### WORK INSTRUCTIONS
Can you reproduce the listing below word for word, every line of it?

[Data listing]
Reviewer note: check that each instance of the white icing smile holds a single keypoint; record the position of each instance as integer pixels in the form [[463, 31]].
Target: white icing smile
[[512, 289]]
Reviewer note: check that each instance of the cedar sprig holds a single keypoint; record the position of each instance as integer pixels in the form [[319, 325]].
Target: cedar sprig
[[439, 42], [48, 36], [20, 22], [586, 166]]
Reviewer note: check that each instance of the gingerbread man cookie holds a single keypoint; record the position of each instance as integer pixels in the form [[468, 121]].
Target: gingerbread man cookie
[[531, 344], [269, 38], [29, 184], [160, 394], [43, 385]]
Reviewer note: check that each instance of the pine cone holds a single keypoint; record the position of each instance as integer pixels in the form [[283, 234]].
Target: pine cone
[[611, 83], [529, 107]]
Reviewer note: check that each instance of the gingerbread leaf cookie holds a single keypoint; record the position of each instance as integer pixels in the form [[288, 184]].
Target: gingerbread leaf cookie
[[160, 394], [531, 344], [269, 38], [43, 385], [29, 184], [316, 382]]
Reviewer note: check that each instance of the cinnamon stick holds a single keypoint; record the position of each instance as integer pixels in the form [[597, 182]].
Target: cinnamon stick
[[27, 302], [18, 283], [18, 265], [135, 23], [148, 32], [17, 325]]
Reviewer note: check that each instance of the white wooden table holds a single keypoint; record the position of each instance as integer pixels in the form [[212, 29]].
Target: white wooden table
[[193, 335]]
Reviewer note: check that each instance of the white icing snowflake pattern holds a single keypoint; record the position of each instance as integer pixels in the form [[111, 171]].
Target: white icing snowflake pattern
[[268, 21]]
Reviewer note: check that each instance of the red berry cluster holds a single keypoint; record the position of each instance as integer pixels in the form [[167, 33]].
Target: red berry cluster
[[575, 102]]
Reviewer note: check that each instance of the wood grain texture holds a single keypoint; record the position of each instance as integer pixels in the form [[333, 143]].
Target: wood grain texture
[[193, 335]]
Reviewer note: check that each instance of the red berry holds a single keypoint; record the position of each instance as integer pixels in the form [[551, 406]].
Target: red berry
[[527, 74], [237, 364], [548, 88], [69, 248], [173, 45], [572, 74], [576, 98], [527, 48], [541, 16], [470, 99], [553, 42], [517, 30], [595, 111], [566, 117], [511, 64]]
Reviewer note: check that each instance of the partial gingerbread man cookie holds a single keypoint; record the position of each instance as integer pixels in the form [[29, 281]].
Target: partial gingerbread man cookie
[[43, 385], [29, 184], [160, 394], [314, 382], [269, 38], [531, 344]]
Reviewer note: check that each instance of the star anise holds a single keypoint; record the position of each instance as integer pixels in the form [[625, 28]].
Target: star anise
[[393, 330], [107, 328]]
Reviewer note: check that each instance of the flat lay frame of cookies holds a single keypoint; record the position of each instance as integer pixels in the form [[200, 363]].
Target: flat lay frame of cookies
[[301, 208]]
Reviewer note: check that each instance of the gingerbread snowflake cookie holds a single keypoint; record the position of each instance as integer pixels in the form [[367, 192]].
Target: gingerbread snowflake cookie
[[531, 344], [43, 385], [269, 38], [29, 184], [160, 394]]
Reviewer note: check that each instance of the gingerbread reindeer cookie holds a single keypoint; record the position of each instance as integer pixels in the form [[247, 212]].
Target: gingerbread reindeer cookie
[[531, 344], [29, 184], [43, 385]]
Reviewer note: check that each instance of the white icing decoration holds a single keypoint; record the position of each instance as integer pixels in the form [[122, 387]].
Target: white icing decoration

### EXPECTED ANSWER
Reviewer note: check that each instance of the white icing smile holds a single keypoint; record the position of each instance as integer pixels in the form [[463, 31]].
Target: white icing smile
[[512, 289]]
Reviewer note: check that each instance of the cedar sprig holds a single keypoint; record the position of each instance as integer pixels in the form [[319, 325]].
Target: cedar sprig
[[439, 42], [48, 36], [20, 22], [586, 166]]
Reviewer note: check that each instance of the gingerbread man cookie holds a single keypoint; record the position of each instance as integer pixels in the form [[468, 121]].
Target: gingerbread man cookie
[[531, 344], [269, 38], [29, 184], [160, 394], [43, 385]]
Reviewer note: check that each instance of the pine cone holds a single keypoint; record the position of each instance as integer pixels in the form [[283, 234]].
Target: pine cone
[[611, 83], [529, 107]]
Reviewer note: check that each instance of the gingerbread leaf cookie holds a single keypoint; record the position of each instance as integer pixels in the form [[288, 184]].
Target: gingerbread leaf cookie
[[160, 394], [531, 344], [269, 38], [43, 385], [29, 184], [316, 382]]
Reviewer note: check that each instance of the cinnamon stick holds a single keypoint; record the position of each instance as integer pixels in the form [[597, 182]].
Target: cinnamon stick
[[27, 302], [18, 283], [18, 265], [135, 23], [148, 32], [17, 325]]
Reviewer note: check that each instance of the white wooden table holds a single keypoint; record the position of each instance as integer pixels in the form [[212, 29]].
Target: white wooden table
[[193, 335]]
Reviewer note: check that each instance of the white icing snowflake pattern holds a single keypoint; record the position of each instance as integer pixels in the form [[111, 171]].
Target: white icing snowflake pattern
[[268, 21]]
Reviewer note: check that each instance of the red berry cluster holds a single keypoint; record the position of each instance as integer pixels in the form [[167, 33]].
Target: red berry cluster
[[575, 102]]
Reviewer note: check that each instance of the wood grain texture holds a single keypoint; record the position of each instance as integer pixels in the form [[333, 143]].
Target: wood grain texture
[[193, 335]]
Reviewer note: check that each instance of the red berry holds a single keypoint; record the position of each instance as integer pixels in the form [[551, 406]].
Target: red berry
[[527, 74], [237, 364], [548, 88], [69, 248], [173, 45], [572, 74], [576, 98], [527, 48], [541, 16], [470, 99], [553, 42], [517, 30], [595, 111], [566, 117], [511, 64]]
Reviewer note: check that each instance of the partial gingerbread man cookie holds a single keypoint; record the position of each instance as integer pixels in the form [[29, 281]].
Target: partial gingerbread man cookie
[[43, 385], [29, 184], [160, 394], [314, 382], [269, 38], [531, 344]]
Reviewer note: check that each instance of the star anise holds a single keypoint; record the position of each instance as integer pixels in the form [[625, 28]].
Target: star anise
[[393, 330], [107, 328]]
Reviewer note: check that each instance of the flat lay frame of cookies holds a single keypoint; record the position of each instance as integer pixels in the form [[200, 363]].
Target: flat lay frame of cookies
[[301, 208]]
Reviewer note: check that each instance of the gingerbread snowflake cookie holds a single keypoint; record the position of each instance as integer pixels in the form [[367, 192]].
Target: gingerbread snowflake cookie
[[531, 344], [43, 385], [269, 38], [29, 184], [160, 394]]
Reviewer note: check that each instance of the gingerbread reindeer cookie holds a single keypoint; record the position of each instance as integer pixels in the form [[247, 212]].
Target: gingerbread reindeer cookie
[[531, 344], [29, 184], [43, 385]]
Reviewer note: check that each instance of the white icing decoration holds a single keypoint; record the position of each instance as integer pixels in the form [[122, 387]].
Target: white icing decoration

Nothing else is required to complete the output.